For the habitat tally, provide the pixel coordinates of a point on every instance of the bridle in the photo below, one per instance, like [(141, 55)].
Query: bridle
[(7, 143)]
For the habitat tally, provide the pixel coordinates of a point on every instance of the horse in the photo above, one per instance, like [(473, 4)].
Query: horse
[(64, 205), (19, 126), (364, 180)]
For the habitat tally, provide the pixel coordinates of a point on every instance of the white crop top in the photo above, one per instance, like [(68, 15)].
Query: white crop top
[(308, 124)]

* * *

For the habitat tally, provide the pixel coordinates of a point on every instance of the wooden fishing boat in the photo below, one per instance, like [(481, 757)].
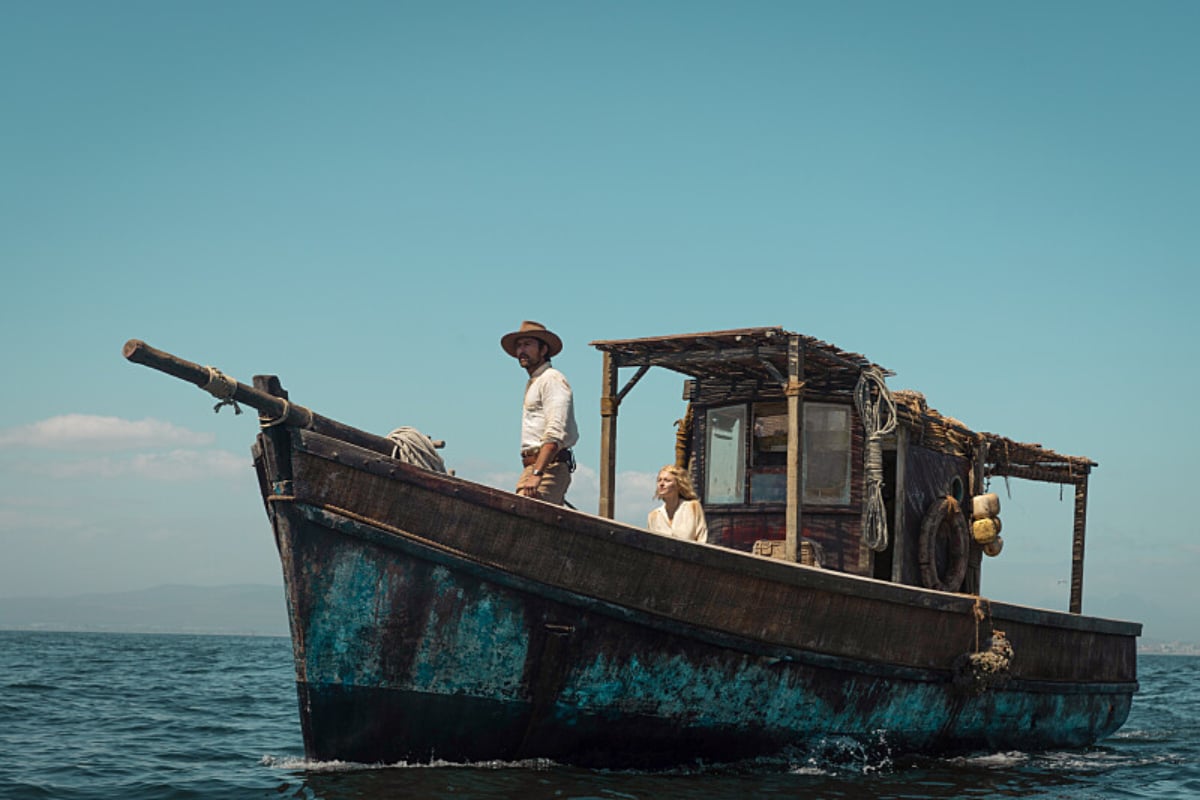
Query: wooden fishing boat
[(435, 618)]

---

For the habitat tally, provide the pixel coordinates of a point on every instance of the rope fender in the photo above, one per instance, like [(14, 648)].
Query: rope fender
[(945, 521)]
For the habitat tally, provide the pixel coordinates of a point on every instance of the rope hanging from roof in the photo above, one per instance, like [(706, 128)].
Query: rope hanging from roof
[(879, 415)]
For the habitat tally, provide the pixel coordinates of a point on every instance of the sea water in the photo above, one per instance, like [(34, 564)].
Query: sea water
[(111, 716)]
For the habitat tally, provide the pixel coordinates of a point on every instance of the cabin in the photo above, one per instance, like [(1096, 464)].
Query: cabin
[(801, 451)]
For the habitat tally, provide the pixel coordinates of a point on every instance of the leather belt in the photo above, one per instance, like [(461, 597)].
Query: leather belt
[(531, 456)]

(Exercise brief) Please gather every line in the entries above that contains the string "water".

(Exercise output)
For the habitat tally, provide the pixel coordinates of a point on every instance of the sea water in the photo above, one per instance, like [(34, 564)].
Query: sea water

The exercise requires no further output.